====== STORED DATA ======
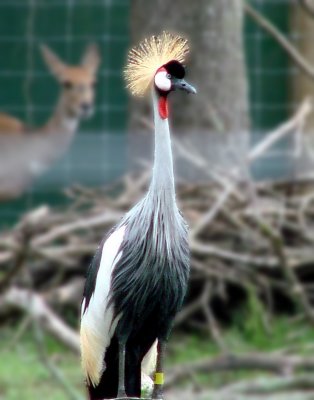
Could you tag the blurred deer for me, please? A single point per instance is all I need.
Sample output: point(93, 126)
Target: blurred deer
point(26, 152)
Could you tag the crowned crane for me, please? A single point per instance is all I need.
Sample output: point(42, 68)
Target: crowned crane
point(138, 278)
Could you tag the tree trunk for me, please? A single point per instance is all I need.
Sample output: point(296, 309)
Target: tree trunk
point(218, 115)
point(302, 25)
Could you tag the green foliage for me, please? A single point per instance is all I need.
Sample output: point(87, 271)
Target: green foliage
point(22, 375)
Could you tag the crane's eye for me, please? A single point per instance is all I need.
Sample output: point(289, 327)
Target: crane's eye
point(67, 85)
point(162, 81)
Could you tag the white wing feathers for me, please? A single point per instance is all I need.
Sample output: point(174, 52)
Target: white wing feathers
point(97, 326)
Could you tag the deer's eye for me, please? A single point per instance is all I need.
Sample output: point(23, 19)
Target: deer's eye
point(68, 85)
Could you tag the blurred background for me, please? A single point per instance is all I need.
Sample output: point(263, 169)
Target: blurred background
point(244, 158)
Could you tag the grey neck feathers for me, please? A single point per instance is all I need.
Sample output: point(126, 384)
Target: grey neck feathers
point(163, 179)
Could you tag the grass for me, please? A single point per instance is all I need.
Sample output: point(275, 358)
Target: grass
point(22, 376)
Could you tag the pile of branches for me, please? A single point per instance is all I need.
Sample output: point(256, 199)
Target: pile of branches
point(256, 237)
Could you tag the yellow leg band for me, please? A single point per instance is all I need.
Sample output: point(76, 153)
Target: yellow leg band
point(159, 378)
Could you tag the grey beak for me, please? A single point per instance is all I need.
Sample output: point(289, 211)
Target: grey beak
point(181, 84)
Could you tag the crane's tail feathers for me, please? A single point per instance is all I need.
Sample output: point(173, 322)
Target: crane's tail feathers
point(92, 354)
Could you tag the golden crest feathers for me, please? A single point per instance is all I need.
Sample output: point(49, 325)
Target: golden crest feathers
point(148, 56)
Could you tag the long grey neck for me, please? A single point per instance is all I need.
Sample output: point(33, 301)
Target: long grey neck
point(163, 179)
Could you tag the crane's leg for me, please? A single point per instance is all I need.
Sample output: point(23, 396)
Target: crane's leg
point(159, 374)
point(121, 384)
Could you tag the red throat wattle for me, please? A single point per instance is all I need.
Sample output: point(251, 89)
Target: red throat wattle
point(163, 107)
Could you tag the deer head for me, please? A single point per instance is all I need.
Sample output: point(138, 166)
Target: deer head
point(78, 82)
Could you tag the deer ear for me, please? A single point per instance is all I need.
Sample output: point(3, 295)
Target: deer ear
point(53, 62)
point(91, 59)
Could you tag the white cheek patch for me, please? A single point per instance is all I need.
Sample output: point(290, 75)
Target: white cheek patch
point(162, 82)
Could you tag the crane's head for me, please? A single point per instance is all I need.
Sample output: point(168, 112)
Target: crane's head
point(158, 62)
point(77, 82)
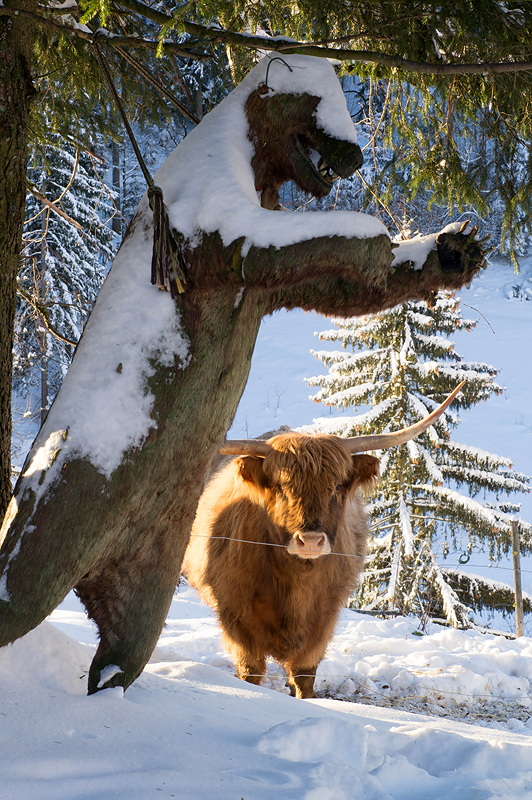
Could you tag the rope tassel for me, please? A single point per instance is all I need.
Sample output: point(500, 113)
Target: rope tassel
point(167, 261)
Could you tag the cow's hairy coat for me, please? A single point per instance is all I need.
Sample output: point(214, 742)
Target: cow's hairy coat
point(272, 602)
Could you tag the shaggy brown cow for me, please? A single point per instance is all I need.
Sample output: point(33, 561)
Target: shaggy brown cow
point(297, 494)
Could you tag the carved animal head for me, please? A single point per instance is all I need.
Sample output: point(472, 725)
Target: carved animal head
point(306, 481)
point(289, 145)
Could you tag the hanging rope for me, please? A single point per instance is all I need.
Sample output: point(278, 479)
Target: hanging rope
point(167, 264)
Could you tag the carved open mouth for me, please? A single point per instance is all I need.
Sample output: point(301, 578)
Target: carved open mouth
point(319, 166)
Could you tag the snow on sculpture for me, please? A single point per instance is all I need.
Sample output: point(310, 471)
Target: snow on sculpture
point(108, 493)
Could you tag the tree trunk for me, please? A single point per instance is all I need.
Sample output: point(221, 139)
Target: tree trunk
point(120, 540)
point(15, 89)
point(127, 535)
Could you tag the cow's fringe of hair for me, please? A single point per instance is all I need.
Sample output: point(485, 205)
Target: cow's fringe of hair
point(265, 544)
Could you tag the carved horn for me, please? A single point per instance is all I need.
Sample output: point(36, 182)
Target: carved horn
point(245, 447)
point(360, 444)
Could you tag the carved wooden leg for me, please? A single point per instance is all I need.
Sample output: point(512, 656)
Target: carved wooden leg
point(130, 609)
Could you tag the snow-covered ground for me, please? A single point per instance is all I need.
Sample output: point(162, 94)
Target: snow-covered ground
point(277, 394)
point(188, 729)
point(402, 712)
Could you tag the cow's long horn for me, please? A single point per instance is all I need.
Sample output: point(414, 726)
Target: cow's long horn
point(245, 447)
point(360, 444)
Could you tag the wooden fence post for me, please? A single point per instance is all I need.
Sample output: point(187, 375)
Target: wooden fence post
point(517, 580)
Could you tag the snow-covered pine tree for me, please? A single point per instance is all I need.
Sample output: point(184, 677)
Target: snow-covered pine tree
point(403, 366)
point(65, 258)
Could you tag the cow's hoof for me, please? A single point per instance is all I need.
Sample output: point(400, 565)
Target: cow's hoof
point(461, 252)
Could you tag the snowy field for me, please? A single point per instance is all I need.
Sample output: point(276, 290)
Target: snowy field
point(401, 713)
point(277, 393)
point(188, 729)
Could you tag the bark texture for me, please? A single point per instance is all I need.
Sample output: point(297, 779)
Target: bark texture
point(120, 541)
point(15, 93)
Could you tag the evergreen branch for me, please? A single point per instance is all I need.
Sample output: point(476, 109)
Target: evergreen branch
point(157, 84)
point(281, 45)
point(112, 40)
point(42, 199)
point(42, 311)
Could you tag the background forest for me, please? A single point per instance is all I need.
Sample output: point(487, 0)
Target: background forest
point(436, 149)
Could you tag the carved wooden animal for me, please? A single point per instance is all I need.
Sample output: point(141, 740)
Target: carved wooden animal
point(278, 544)
point(118, 535)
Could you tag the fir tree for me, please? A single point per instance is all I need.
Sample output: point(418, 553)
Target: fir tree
point(433, 492)
point(67, 251)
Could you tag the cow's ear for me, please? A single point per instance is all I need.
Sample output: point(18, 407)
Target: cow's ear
point(250, 469)
point(365, 471)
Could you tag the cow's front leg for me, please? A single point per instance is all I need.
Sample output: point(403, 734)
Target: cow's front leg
point(250, 666)
point(301, 680)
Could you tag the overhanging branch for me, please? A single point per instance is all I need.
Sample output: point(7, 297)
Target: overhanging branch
point(215, 35)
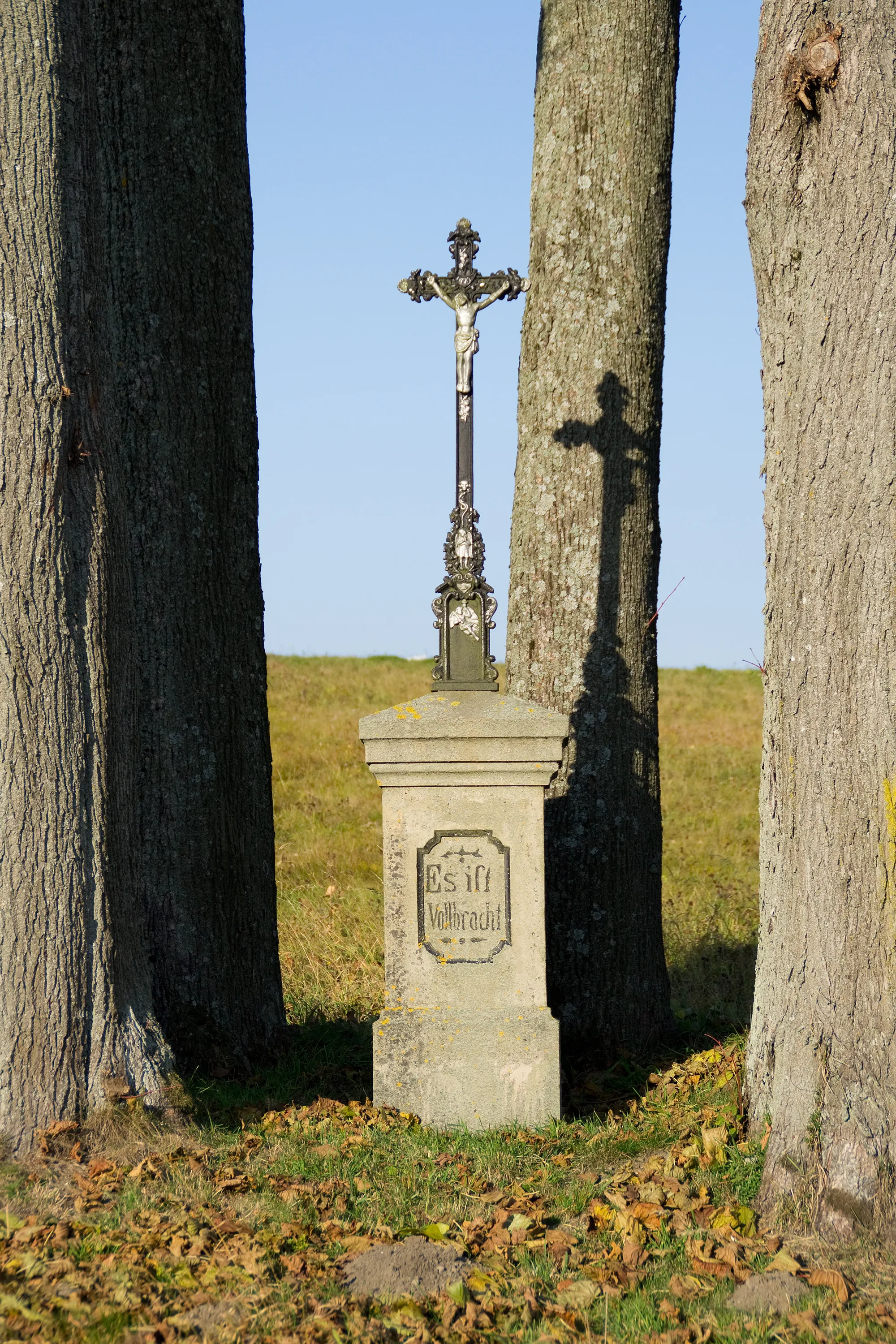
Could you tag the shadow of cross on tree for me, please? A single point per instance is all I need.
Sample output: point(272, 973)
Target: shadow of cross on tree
point(606, 968)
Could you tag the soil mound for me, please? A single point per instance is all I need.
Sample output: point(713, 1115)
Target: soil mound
point(770, 1292)
point(413, 1268)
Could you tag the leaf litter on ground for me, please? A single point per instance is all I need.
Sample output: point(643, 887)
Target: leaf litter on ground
point(248, 1234)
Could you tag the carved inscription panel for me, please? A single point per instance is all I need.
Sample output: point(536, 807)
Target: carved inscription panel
point(464, 896)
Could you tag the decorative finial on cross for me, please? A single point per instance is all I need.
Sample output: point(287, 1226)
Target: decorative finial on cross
point(464, 605)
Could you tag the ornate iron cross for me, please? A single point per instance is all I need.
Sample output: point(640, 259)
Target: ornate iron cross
point(464, 605)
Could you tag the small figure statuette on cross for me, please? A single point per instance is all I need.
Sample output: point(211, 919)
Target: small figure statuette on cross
point(464, 605)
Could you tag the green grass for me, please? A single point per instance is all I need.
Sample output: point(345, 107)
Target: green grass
point(249, 1206)
point(328, 835)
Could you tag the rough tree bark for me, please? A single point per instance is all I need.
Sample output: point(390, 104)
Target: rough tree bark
point(823, 229)
point(585, 543)
point(136, 834)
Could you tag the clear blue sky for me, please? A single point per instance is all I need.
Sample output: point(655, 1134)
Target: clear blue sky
point(366, 146)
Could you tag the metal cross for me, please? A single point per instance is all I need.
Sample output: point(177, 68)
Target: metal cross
point(464, 607)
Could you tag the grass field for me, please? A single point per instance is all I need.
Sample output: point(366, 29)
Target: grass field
point(628, 1226)
point(328, 834)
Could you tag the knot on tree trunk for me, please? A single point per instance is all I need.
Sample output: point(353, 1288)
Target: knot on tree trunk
point(813, 66)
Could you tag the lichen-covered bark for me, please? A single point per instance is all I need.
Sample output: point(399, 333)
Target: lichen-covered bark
point(585, 545)
point(823, 230)
point(136, 840)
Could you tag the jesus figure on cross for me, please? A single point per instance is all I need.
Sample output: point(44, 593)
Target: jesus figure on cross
point(466, 336)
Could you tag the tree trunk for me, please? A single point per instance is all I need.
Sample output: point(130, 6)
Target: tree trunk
point(823, 232)
point(585, 545)
point(136, 862)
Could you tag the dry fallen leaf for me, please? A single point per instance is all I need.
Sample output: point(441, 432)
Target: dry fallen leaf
point(578, 1295)
point(687, 1287)
point(831, 1279)
point(784, 1262)
point(714, 1143)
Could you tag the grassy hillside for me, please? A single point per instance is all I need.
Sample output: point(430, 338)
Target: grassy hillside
point(328, 834)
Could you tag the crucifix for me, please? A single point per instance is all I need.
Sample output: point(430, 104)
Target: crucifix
point(464, 605)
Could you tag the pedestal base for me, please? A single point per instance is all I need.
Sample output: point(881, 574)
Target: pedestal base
point(464, 1066)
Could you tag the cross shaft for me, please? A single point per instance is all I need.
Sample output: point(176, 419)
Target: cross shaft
point(464, 607)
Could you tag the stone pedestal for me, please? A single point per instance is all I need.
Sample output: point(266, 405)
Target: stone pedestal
point(466, 1037)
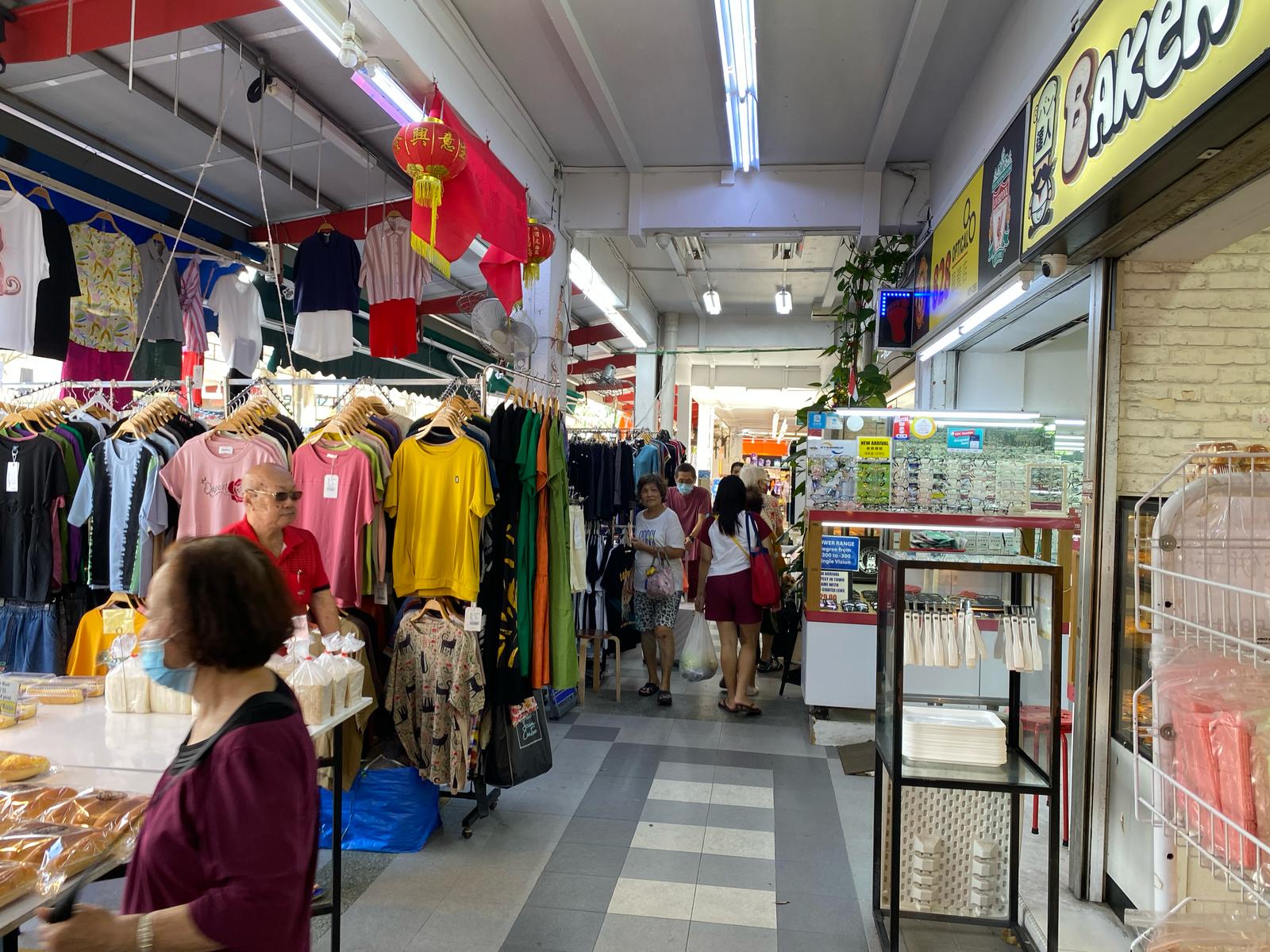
======
#### EXERCISE OBJECTIVE:
Quote the records word for word, starting at their beginning and ending with the line that contains "point(26, 152)". Leave the pictures out.

#### SOLVED PROBLEM:
Could you tag the blurred deer for me, please? A single point per instance is all I need.
Sample output: point(93, 126)
Target: blurred deer
point(26, 152)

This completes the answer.